▸ SOURCE PASSAGE:

=-=-=-=-=

Just all around fantastic.
Really.
No exceptions.
Well, maybe one exception: the supervolcano. That’s not so great. If you were hoping it was “super” like Superman—a regular volcano given superpowers to protect humanity—it’s not. But it is sort of like supersizing: It’s a volcanic eruption so big the whole world can share! Finally, something that touches all of mankind!
…and turns them into screaming ash.
A supervolcano occurs when magma builds up below the crust of the Earth, but can’t quite break through. All the heat, the gas, and the pressure—it all keeps building up until the Earth just can’t take the pressure anymore and bursts. So to sum up: A typical volcanic reaction is like a normal person throwing a fit—a little eruption just to vent the pressure, but generally keeping the devastation to reasonable levels. But sometimes the planet just holds all that fury inside until it snaps. Except by “fury,” I mean burning rock, and by “snaps,” I mean superexplodes.

=-=-=-=-=

▸ PARTS OF THE EXERCISE:
**1)** Repeat the supervolcano passage word for word.
**2)** Reproduce every entry given below, with its coordinates, precisely and in full, but omit the pictures.
The supervolcano passage and the entries that follow it are unrelated.

▸ GIVEN DATA:
=-=-=-=-=

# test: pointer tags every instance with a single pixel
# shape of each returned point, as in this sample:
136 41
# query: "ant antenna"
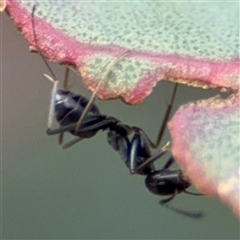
166 118
36 43
91 100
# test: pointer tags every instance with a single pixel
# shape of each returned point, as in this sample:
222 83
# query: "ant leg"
91 100
170 161
195 215
65 86
71 142
52 101
195 194
164 123
61 129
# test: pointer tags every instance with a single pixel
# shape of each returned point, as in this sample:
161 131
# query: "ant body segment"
82 118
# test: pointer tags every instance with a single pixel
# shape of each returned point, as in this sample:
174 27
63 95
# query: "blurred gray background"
85 192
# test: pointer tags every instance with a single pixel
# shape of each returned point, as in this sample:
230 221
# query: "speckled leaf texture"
195 43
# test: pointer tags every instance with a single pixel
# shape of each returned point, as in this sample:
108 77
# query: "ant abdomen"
166 182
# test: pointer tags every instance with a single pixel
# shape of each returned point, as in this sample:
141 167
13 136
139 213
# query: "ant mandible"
81 117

=-=-=-=-=

▸ RESPONSES BY TASK:
**1)**
Just all around fantastic.
Really.
No exceptions.
Well, maybe one exception: the supervolcano. That’s not so great. If you were hoping it was “super” like Superman—a regular volcano given superpowers to protect humanity—it’s not. But it is sort of like supersizing: It’s a volcanic eruption so big the whole world can share! Finally, something that touches all of mankind!
…and turns them into screaming ash.
A supervolcano occurs when magma builds up below the crust of the Earth, but can’t quite break through. All the heat, the gas, and the pressure—it all keeps building up until the Earth just can’t take the pressure anymore and bursts. So to sum up: A typical volcanic reaction is like a normal person throwing a fit—a little eruption just to vent the pressure, but generally keeping the devastation to reasonable levels. But sometimes the planet just holds all that fury inside until it snaps. Except by “fury,” I mean burning rock, and by “snaps,” I mean superexplodes.

**2)**
# test: pointer tags every instance with a single pixel
# shape of each returned point, as in this sample:
136 41
# query: "ant antenna"
166 118
36 43
91 100
# test: pointer tags every instance with a single pixel
# shape of each returned point, as in this sample:
222 83
# query: "ant leg"
91 100
170 161
195 215
65 86
71 142
52 101
195 194
164 123
61 129
# test: pointer tags every instance with a single pixel
# shape of each returned point, as in this sample:
161 131
# query: "ant body segment"
82 118
# test: pointer tags every instance with a single pixel
# shape of each returned point, as in this sample:
174 27
63 95
# query: "blurred gray background"
85 192
# test: pointer tags every instance with a single pixel
# shape of each returned point, as in this sample:
230 221
# query: "speckled leaf texture"
195 43
# test: pointer tags every instance with a single pixel
# shape of each returned point, as in this sample:
108 77
# query: "ant abdomen"
166 182
# test: pointer tags every instance with a single pixel
# shape of each returned point, as in this sample:
141 167
13 136
139 213
# query: "ant mandible"
81 117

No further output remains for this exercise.